▶ [Work to be completed]:
What is needed here is an exact copy of every entry.

---- Information given

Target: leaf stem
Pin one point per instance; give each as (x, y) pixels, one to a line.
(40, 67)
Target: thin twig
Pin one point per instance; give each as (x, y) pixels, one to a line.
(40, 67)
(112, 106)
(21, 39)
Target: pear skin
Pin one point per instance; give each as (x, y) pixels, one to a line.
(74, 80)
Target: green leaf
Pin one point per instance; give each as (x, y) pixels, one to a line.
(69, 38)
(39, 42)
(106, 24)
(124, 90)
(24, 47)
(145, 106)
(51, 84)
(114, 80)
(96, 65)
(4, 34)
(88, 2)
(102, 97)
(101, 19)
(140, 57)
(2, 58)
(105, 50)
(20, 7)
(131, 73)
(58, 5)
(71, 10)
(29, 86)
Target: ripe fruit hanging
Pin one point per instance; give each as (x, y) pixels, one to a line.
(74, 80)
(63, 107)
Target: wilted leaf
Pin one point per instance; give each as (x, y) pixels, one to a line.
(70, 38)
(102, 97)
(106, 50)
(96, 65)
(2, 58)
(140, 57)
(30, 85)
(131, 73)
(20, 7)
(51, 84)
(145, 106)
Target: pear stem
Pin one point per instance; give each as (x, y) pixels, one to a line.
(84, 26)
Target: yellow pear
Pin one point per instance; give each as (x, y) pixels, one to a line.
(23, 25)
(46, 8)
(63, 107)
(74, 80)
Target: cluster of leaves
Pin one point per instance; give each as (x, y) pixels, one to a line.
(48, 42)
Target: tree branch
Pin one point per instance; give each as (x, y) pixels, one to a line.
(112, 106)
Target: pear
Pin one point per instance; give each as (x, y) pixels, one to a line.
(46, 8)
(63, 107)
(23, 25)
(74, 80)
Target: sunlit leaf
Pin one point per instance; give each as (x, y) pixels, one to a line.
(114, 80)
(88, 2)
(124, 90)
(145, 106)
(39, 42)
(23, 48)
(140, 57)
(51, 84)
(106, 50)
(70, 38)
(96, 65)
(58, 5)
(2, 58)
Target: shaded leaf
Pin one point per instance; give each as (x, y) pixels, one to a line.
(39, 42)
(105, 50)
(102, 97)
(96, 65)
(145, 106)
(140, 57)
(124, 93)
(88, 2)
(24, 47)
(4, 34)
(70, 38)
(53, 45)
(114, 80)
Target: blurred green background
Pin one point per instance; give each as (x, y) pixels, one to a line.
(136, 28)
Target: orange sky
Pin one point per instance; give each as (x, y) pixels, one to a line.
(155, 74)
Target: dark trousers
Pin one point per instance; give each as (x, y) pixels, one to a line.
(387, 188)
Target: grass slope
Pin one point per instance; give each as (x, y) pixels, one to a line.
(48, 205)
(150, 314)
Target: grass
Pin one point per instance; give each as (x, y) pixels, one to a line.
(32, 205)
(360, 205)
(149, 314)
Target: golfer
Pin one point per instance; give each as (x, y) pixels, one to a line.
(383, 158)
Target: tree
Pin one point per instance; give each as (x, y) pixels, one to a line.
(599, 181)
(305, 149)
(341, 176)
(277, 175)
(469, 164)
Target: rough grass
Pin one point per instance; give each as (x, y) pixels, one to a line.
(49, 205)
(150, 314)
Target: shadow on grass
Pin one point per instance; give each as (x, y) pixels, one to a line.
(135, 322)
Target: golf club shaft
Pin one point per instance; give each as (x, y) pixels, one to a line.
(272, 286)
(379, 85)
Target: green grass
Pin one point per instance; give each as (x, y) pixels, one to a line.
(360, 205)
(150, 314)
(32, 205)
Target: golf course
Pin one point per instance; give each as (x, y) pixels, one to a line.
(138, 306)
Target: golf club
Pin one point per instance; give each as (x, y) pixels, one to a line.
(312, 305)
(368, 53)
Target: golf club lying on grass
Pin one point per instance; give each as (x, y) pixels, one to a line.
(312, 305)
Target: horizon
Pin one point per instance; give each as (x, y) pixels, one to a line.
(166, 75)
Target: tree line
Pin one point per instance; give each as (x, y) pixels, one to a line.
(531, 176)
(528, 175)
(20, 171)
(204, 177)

--------

▶ [Answer to this exercise]:
Target: leaf stem
Pin one point per instance; give each as (x, y) pixels, one to a line.
(40, 67)
Target: thin twig
Pin one point per instance; give each as (x, y) pixels, one to a line.
(40, 67)
(112, 106)
(21, 39)
Target: pear skin
Pin one point per instance; give each as (x, y) pixels, one to a line.
(74, 80)
Target: green leaf
Pin one point per instance; give each as (x, y) pixels, one to a line.
(69, 38)
(39, 42)
(106, 24)
(124, 90)
(24, 47)
(145, 106)
(51, 84)
(114, 80)
(96, 65)
(4, 34)
(88, 2)
(102, 97)
(101, 19)
(140, 57)
(2, 58)
(105, 50)
(20, 7)
(131, 73)
(58, 5)
(71, 10)
(29, 86)
Target: ripe fruit hanging
Pin one point per instance; give each as (x, y) pixels, one to a line.
(74, 80)
(63, 107)
Target: wilted leaf
Pin one point per instance; give each as (x, y) pixels, one to a line.
(70, 38)
(102, 97)
(106, 50)
(96, 65)
(2, 58)
(140, 57)
(30, 85)
(131, 73)
(20, 7)
(51, 84)
(145, 106)
Target: pear stem
Pin one point per instance; give each as (x, y) pixels, one to a line.
(84, 26)
Target: yellow pear
Pin one point per instance; give each as (x, y) pixels, one to a line.
(23, 25)
(46, 8)
(63, 107)
(74, 80)
Target: cluster of leaves
Pin one point per instance; give each as (x, y) pixels, one to a line.
(48, 42)
Target: tree branch
Pin one point per instance; give each as (x, y) pixels, one to a line.
(112, 106)
Target: pear
Pin one point per instance; give each as (x, y) pixels, one to a line.
(46, 8)
(63, 107)
(23, 25)
(74, 80)
Target: sunlit leaf
Pin one point per instance; give each as (x, y) pixels, one to a line.
(114, 80)
(88, 2)
(124, 90)
(145, 106)
(39, 42)
(23, 48)
(140, 57)
(51, 84)
(106, 50)
(70, 38)
(96, 65)
(58, 5)
(2, 58)
Target: shaded leaf
Pin one point per instance; give each as (x, y) pixels, one to a line.
(39, 42)
(105, 50)
(102, 97)
(96, 65)
(145, 106)
(140, 57)
(124, 93)
(88, 2)
(24, 47)
(4, 34)
(70, 38)
(53, 45)
(114, 80)
Target: blurred green background
Pin one point per instance; give each as (x, y) pixels, one to a line.
(136, 28)
Target: orange sky
Pin one point per instance; give each as (x, y) pixels, one to a line.
(155, 74)
Target: dark trousers
Pin one point per instance; give each as (x, y) pixels, one to a line.
(387, 188)
Target: grass slope
Pin one point per instance; give each as (x, y) pixels, one to a line.
(48, 205)
(150, 314)
Target: grass
Pin one point per instance; give each as (x, y) pixels, one to a line.
(32, 205)
(360, 205)
(149, 314)
Target: golfer
Pin one point per instance; give each as (x, y) pixels, one to a line.
(383, 158)
Target: tree
Pin one point per instance; give each as (x, y) pixels, one to a line.
(599, 181)
(305, 149)
(341, 176)
(277, 175)
(469, 164)
Target: rough grass
Pin one point per instance; give each as (x, y) pixels, one to a line.
(49, 205)
(150, 314)
Target: shadow on grass
Pin one point per instance; give each as (x, y) pixels, one to a line.
(135, 322)
Target: golf club shaft
Pin one point per instance; give each as (x, y) pixels, one to a line.
(272, 286)
(379, 85)
Target: green grass
Pin one point per instance; give each as (x, y) pixels, one to a line.
(360, 205)
(150, 314)
(32, 205)
Target: golf course
Pin one point per instance; give each as (x, y) pixels, one to a line.
(138, 306)
Target: golf club
Pin one point per instance; give each as (x, y) pixels, one to a line.
(312, 305)
(368, 53)
Target: golf club lying on grass
Pin one point per instance; give each as (x, y) pixels, one to a line.
(312, 305)
Target: horizon
Pin one point per instance; give each as (x, y) pixels, one to a line.
(166, 75)
Target: tree line
Pin one point per instance; give each as (x, y) pixels, one to a line.
(531, 176)
(528, 175)
(20, 171)
(204, 177)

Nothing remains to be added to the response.